--- PROBLEM REQUIREMENTS ---
This exercise requires every record to be repeated exactly.

(INFORMATION PROVIDED)

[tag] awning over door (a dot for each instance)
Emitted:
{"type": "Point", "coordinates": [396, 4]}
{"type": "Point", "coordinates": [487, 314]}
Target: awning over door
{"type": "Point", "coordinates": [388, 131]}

(End INFORMATION PROVIDED)

--- TASK RESULT ---
[tag] awning over door (a dot for each instance)
Emitted:
{"type": "Point", "coordinates": [396, 4]}
{"type": "Point", "coordinates": [487, 314]}
Target: awning over door
{"type": "Point", "coordinates": [388, 131]}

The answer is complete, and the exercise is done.